# Document excerpt
· · ·

When we reached Kensington, we had to maneuver all our baggage on to the steep escalator steps. I wasn't quick enough to place my wheelie bag properly on the step below me, so it ended up with two wheels dangling off the side and messing with my centre of gravity. Mum was below me and asked whether I was ok just as I lost my balance and fell on to her. She fell on to the stranger behind her etc etc but somewhere along the line some upright people were nice enough to catch us and help us all upright. What an introduction to Kensington. We freshened up at Evie's apartment, which we were finally seeing in the flesh. It hardly fit the four of us and our bags, but we took turns showering in the building's communal bathroom, while the rest of us drank tea. Showering was wonderful after so many hours on the plane, and I saw the most hilarious passive aggressive note above the shared toilet.


Some people are being very disrespectful... leaving their soil [underlined for emphasis] in the seat.... It is not very nice for other people [and then added in larger font, seemingly as an afterthought] THINK OF HYGIENE AND EBOLA!!!

When I unpacked my beige down jacket it was smeared with something black, like I'd brushed a mascara wand over it. I opened it up and found that my bottle of India ink had exploded in the non-pressurised hold of the airoplane and leaked through my pencilcase. Later when we got to our apartment, I washed all my stationary with the disposable brush I'd been given on the plane, and turned the shower-stall half-grey with the flecks of ink in the process.

Our first meal in England was the ubiquitous pannini at a Costa's coffee shop, where Evie encouraged us to buy gingerbread lattes because they had gold dusting on top. She said that English coffee is piss-weak), and that the only way to combat how awful it is to disguise it with syrups and whipped cream. Australian coffeeshops (even Starbucks) don't really go in for themed beverages, so it was cool to get a festive drink here in England. And festive it was, with a swirl of whipped cream snow, gold flakes, and a tiny snowman biscuit planted in the cream.

One of the things I noticed as we walked down High Street was that toddlers in strollers reminded me of extreme snowboarders. Maybe the brisk air had them all awake and alert, but every kid I saw seemed to be leaning forward out of their stroller in excitement, angling their torsos like they were surfing. This observation goes no where, but when I was jetlagged and caffeinated, it was hilarious

Evie took us through Kensington Palace Gardens and on that day, I made a vow to myself. Throughout my trip, I would pat EVERY DOG I SAW (and there were loads of dogs at that park.)

· · ·

# Things to do
a – From the Kensington excerpt, extract the passage from "Some people are" up to and including "HYGIENE AND EBOLA!!!".
b – List everything the Kensington excerpt says was on top of the festive drink at the coffee shop.

· · ·

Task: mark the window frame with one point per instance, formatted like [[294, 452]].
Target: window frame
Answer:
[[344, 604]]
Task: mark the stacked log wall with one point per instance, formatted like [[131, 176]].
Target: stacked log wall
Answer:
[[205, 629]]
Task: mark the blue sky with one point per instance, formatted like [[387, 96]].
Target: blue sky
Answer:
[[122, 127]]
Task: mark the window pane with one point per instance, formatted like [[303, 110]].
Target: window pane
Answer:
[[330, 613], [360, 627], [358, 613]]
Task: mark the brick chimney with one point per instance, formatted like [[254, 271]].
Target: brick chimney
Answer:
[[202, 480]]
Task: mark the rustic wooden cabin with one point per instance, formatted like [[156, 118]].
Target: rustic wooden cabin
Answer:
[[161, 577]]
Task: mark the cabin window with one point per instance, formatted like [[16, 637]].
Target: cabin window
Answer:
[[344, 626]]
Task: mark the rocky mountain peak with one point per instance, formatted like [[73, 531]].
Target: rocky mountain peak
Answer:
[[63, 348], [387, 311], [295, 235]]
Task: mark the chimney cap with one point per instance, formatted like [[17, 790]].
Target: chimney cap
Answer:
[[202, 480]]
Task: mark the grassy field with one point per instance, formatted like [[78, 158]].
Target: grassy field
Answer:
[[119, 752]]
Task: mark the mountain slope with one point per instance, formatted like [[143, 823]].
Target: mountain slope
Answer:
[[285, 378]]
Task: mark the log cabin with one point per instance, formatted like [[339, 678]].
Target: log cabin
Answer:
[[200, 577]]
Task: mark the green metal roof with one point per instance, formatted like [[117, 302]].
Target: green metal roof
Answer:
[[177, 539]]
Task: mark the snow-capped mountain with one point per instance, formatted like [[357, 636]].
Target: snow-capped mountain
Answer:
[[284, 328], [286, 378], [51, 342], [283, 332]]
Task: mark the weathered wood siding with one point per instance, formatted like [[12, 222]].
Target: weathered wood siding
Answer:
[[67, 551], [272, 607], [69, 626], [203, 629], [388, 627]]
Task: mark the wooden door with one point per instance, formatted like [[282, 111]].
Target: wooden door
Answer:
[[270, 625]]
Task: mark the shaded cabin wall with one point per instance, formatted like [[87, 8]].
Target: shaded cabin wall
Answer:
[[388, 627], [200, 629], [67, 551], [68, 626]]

· · ·

# Solutions below
a –
Some people are being very disrespectful... leaving their soil [underlined for emphasis] in the seat.... It is not very nice for other people [and then added in larger font, seemingly as an afterthought] THINK OF HYGIENE AND EBOLA!!!

b –
- a swirl of whipped cream snow
- gold flakes
- a tiny snowman biscuit